International tourism is set to plunge by 80% this year – but some regions could recover more quickly
- Millions of jobs could be lost in an industry that provides high levels of employment.
- Less developed economies could be hit particularly hard.
- However, some regions – particularly the Middle East – are forecast to recover more rapidly.
- Experts say the crisis offers an opportunity to rebuild global tourism in a more sustainable way.
COVID-19 has closed hotels and grounded planes for many weeks. Now the human cost of this standstill is coming into focus.
Between 100 and 120 million jobs in tourism are at risk as a result of the collapse in demand for international travel, predicts the World Tourism Organization (UNWTO).
In March, the World Travel and Tourism Council forecast that international travel could fall by up to 25% this year; the UNWTO now anticipates a 60-80% decline. When and where the industry recovers will depend largely on when governments ease restrictions.
But while the UNWTO warns the crisis could threaten progress on the UN’s Sustainable Development Goals (SDGs) for tourism, others in the industry say there is now an opportunity to rebuild in new, more sustainable ways.
The coronavirus pandemic is “the worst crisis that international tourism has faced since records began (1950),” according to the UNWTO.
Globally, tourist arrivals were down by 22% in the first three months of the year, collapsing by 57% in March as lockdowns spread. That’s some 67 million lost passengers.
The bill for disruption in these first three months is estimated to be around $80 billion in lost tourist receipts – valuable exports which are a much-needed source of income for many nations.
Asia and the Pacific region has been hit hardest, with 33 million fewer arrivals, followed by Europe. The Middle East appears to have been least impacted so far.
There are now “millions of jobs at risk in one of the most labour-intensive sectors of the economy,” says UNWTO Secretary-General Zurab Pololikashvili. Developing economies are expected to suffer the most.
The importance of timing
So how severe is that risk? The UNWTO outlines three scenarios – all with big impacts for the global travel and tourism industry.
The lightest impact is based on the gradual opening of international borders and easing of travel restrictions in early July. This would result in a 58% annual cut in visitor numbers.
Easing restrictions in early September will produce a bigger fall, at 70%. And if restrictions aren’t loosened until early December, that could reach 78%.
The timing means the difference between the loss of $910 billion or $1.2 trillion in export revenues, and a loss of between 850 million to 1.1 billion international tourists.

Collection entries
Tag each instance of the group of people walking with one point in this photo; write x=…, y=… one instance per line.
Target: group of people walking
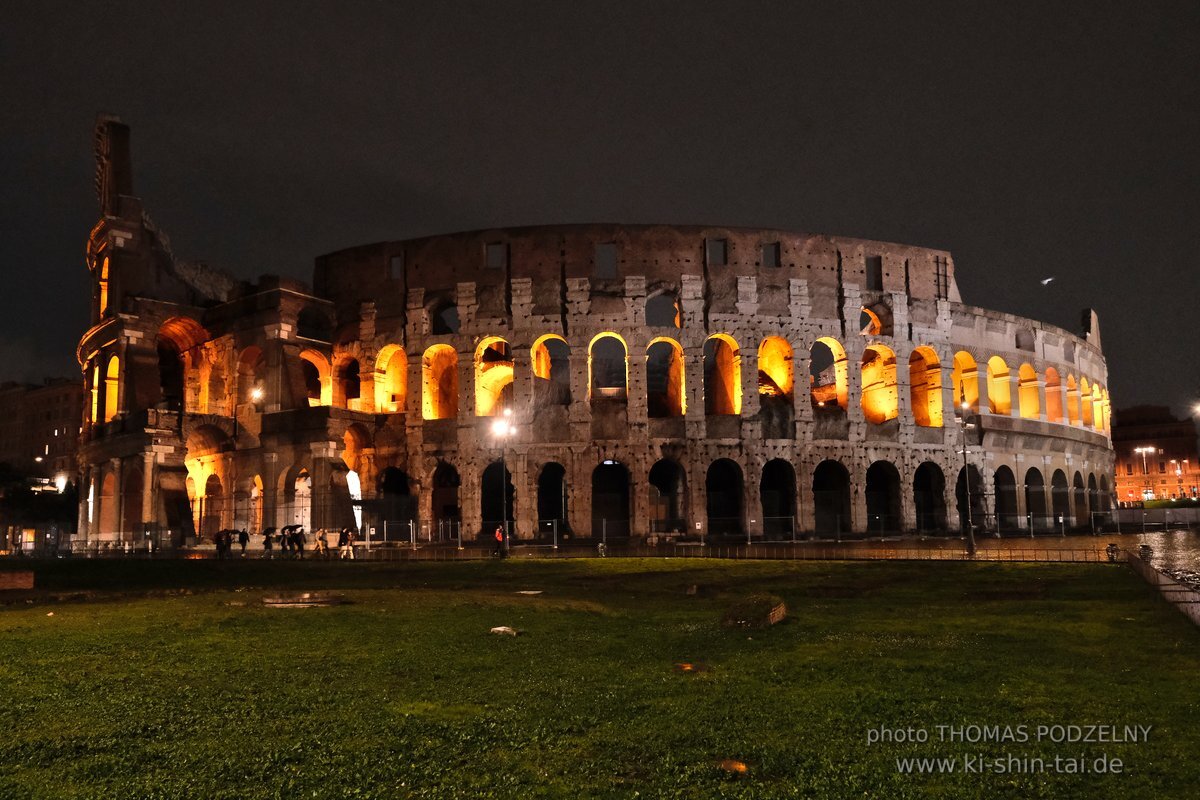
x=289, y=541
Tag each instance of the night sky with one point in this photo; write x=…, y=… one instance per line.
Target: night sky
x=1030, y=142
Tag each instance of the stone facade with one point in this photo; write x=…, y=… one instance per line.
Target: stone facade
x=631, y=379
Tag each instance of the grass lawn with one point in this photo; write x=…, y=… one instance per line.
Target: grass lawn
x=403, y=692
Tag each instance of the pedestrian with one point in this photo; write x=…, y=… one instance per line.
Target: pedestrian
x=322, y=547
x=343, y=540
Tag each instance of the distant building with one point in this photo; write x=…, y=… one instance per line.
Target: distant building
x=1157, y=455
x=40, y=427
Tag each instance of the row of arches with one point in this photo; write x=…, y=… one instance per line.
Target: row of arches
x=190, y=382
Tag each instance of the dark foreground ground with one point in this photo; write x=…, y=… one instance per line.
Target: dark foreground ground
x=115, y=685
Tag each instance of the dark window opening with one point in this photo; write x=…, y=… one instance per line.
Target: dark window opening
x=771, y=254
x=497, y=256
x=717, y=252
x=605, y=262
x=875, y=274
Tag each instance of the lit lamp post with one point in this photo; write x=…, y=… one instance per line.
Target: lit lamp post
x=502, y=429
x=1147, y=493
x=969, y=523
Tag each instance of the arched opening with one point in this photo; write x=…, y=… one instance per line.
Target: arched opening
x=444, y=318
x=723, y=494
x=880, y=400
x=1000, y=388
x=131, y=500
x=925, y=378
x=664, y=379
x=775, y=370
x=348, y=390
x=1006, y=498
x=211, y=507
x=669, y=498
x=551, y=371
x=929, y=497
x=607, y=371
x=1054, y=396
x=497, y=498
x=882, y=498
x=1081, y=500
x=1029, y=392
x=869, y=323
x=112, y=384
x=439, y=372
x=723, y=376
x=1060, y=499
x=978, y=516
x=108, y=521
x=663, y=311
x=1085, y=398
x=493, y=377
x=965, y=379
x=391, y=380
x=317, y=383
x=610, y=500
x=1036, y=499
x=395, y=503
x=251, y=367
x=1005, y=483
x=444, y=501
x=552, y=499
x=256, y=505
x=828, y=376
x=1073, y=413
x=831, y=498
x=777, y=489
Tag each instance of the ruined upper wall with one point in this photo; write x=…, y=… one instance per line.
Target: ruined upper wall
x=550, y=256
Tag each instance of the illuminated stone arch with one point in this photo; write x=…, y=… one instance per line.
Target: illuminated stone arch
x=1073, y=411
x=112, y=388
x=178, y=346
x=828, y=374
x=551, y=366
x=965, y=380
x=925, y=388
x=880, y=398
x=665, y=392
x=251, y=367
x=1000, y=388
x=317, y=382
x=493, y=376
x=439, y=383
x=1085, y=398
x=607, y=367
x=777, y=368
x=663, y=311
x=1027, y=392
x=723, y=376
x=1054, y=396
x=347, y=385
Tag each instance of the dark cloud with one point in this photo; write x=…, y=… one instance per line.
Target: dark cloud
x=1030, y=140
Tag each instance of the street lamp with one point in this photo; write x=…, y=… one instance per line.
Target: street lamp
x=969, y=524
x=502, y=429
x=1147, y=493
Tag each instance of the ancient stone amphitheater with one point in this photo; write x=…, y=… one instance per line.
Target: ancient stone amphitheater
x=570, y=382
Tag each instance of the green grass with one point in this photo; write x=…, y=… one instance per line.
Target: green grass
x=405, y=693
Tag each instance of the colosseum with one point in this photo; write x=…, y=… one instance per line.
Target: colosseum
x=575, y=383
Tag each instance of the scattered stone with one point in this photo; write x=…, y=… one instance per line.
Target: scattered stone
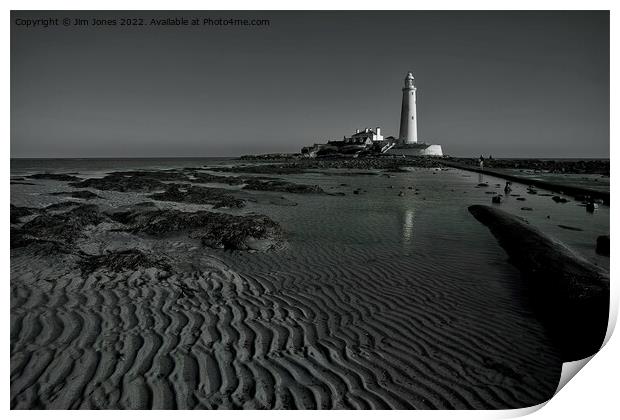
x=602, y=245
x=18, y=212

* * *

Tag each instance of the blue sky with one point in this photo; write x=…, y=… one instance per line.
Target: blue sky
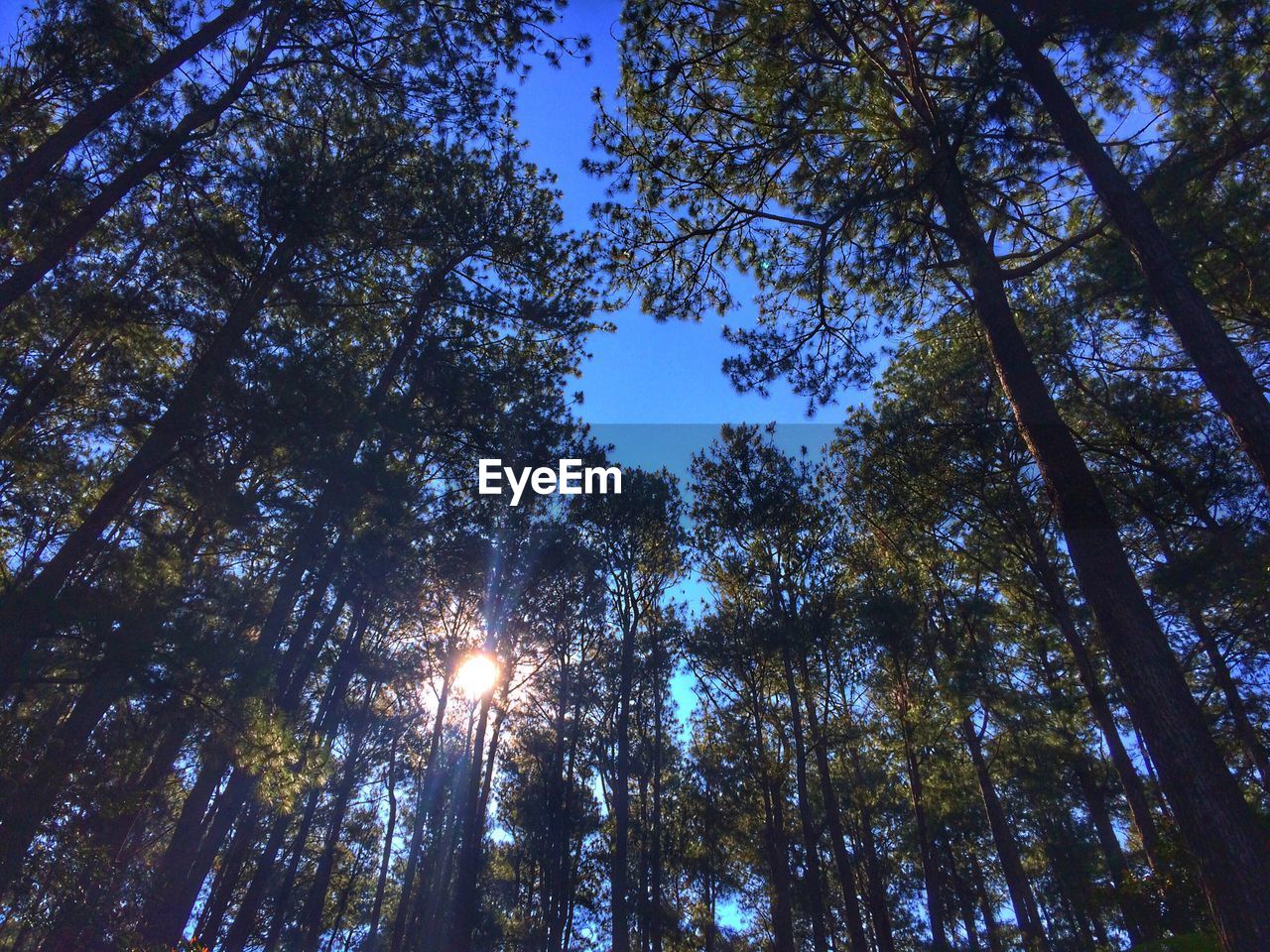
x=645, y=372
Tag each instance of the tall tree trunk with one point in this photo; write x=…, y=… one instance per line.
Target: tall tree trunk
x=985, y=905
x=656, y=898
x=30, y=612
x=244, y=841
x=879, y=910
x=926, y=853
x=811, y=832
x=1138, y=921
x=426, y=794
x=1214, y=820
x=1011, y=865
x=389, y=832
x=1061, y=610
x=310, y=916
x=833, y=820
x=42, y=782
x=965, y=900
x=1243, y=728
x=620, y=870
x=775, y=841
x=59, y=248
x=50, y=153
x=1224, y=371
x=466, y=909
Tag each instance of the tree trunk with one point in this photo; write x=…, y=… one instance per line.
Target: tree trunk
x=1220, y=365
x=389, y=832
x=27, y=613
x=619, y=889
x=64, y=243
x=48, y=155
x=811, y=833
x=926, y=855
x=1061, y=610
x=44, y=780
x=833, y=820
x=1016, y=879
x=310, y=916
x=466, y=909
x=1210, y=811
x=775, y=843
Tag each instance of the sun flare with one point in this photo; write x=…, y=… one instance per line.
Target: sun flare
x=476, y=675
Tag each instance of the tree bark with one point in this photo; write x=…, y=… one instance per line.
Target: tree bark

**Questions to answer:**
• a. Edit the passage on COVID-19 and international tourism from "The bill for" up to and including "impacted so far.", swapping "disruption" for "upheaval".
• b. Proceed with the article on the pandemic's toll on international tourism, picking up after its final sentence.
The data play no part in this.

**Task answers:**
• a.
The bill for upheaval in these first three months is estimated to be around $80 billion in lost tourist receipts – valuable exports which are a much-needed source of income for many nations.
Asia and the Pacific region has been hit hardest, with 33 million fewer arrivals, followed by Europe. The Middle East appears to have been least impacted so far.

• b.
What these figures make clear is that whenever restrictions are eased, large impacts are now unavoidable. The real cost to employment is already beginning to be felt, with airlines including British Airways and Virgin Atlantic announcing thousands of job losses.
Despite the economic burden of COVID-19 restrictions, demand will return, says the UNWTO. The questions are when – and where.
The most likely scenario is varying degrees of recovery in different regions at overlapping times.
While there are likely to be signs of recovery by the final quarter of 2020, the UNWTO’s Panel of Experts survey thinks the bulk of improvements will not come until next year.
The experts forecast the Middle East, Europe, Africa, and Asia and the Pacific are likely to experience some recovery this year – with the Americas most likely to take longer.
Bouncebacks could vary by sector: domestic demand is expected to recover faster than international demand, and leisure travel – especially visiting friends and relatives – should rebound sooner than business travel.
Building back better
This unprecedented challenge to the travel and tourism sector puts livelihoods at risk, but also “threatens to roll back progress made in advancing the Sustainable Development Goals (SDGs),” according to the UNWTO.
The agency has been promoting improving the sustainability of tourism on a range of levels – from gender equality to clean water and sanitation – by 2030.
However, with social distancing upending the mass tourism paradigm, some are now wondering if COVID-19 could present an opportunity for a more responsible way of travelling.
“I don’t think that ‘where shall we go in Europe for the weekend?’ approach is going to come back in the same casual manner,” Tony Wheeler, co-founder of the travel publisher Lonely Planet, tells British newspaper the Financial Times. Others are more cautious in their predictions.
“If there is an opportunity for the industry to redirect itself and change the face of future holiday products, it is now,” says tourism market researcher Ulf Sonntag in German media outlet Deutsche Welle.
“But whether we have really moved away from mass tourism as we knew it, after the coronavirus crisis remains to be seen.”